----- Dataset rows

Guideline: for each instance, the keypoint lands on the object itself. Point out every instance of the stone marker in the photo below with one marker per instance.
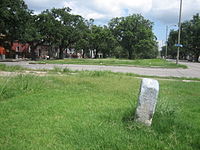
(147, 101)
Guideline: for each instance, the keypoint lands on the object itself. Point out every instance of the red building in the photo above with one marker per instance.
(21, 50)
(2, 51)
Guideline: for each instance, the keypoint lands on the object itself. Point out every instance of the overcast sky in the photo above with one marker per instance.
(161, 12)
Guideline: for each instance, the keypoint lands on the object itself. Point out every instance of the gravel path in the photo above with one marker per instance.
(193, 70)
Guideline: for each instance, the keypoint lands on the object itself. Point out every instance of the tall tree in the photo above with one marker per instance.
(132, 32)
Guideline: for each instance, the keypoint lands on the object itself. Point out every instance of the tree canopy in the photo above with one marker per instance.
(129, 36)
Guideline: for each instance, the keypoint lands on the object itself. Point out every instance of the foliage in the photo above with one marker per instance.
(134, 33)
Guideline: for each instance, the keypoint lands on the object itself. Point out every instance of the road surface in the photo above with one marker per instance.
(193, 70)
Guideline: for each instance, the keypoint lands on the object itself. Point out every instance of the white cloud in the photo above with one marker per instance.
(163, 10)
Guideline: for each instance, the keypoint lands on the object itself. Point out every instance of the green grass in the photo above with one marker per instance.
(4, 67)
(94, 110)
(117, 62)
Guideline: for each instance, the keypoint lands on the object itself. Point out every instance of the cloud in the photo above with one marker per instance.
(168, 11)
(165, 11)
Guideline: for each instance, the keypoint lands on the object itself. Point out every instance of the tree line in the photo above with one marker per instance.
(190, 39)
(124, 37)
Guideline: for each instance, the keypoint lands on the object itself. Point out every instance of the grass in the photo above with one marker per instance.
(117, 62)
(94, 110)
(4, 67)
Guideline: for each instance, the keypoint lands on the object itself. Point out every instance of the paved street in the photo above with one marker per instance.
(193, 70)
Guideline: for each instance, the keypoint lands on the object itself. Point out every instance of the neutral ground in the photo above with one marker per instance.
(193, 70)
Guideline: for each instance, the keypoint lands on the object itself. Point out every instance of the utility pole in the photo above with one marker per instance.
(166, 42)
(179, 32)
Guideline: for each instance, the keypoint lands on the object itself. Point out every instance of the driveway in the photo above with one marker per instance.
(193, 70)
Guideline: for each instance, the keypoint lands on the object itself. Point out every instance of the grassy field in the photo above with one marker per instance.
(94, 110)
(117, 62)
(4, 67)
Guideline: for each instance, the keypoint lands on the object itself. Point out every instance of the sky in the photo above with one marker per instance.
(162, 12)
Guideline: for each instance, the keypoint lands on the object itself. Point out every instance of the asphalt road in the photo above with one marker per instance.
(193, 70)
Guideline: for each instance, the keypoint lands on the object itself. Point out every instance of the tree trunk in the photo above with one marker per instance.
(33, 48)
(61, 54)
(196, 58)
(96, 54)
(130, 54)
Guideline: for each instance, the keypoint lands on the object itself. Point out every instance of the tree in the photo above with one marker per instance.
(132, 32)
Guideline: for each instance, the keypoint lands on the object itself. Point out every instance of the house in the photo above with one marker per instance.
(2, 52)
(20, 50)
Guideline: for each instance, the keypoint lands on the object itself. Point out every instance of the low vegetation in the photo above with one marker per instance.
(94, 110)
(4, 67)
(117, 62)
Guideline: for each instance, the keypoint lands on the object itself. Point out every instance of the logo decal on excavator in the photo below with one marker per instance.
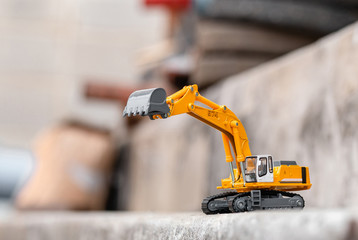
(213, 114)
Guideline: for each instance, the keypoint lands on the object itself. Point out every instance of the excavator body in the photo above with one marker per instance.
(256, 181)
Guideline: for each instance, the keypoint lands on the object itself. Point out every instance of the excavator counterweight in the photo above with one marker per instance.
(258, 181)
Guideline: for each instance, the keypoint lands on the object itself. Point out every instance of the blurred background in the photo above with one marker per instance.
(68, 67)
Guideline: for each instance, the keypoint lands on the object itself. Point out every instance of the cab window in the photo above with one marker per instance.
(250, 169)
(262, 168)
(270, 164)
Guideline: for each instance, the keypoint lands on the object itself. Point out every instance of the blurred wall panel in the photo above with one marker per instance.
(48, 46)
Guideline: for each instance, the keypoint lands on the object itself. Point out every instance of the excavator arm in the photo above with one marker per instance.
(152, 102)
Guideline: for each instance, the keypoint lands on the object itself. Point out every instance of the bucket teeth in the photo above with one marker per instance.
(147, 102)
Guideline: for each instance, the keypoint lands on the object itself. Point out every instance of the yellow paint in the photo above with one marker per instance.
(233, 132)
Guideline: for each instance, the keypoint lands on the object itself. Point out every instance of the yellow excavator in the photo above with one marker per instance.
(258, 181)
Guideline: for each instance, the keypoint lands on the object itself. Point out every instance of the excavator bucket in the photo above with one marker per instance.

----------

### Problem requirements
Write out everything from the line containing "the blurred background" down to the end of the data file again, including the requests, and add 68 to every number in the marker coordinates.

### Exercise response
Guideline: for each instance, the keypoint lands on the object itself. Point out every instance of the blurred background in the photo above with one marker per instance.
(136, 135)
Guideline: for each instance, the keypoint lands on the object itself. Point out every instance of the cab window in the photo above with one marker per instance.
(318, 237)
(330, 236)
(338, 232)
Guideline: for each instance, the keypoint lands on the object itself. Point out every instance of the blurred wall panel in the photo above with one marker per instance.
(116, 114)
Guideline: for each instance, the keypoint lands on the object itself. Point out every instance of the excavator arm in the photo above with one marker per instance.
(220, 170)
Guideline: for each instance, the keypoint lands on the object itself. Point out every instance of the bucket teeth in the photo above with one marker per instance.
(215, 170)
Guideline: for each instance, the keypoint lands on the object itself. Point out every instance of the yellow paint in the photo above with one marker per instance.
(301, 200)
Guideline: for each instance, the keypoint lands on the object itself. Point out every instance of the yellow excavator in the photo above with one marker per instance.
(326, 249)
Guideline: for each instance, the keypoint lands on the object itself. Point out every instance of the excavator bucket in the photo above with one marker per instance.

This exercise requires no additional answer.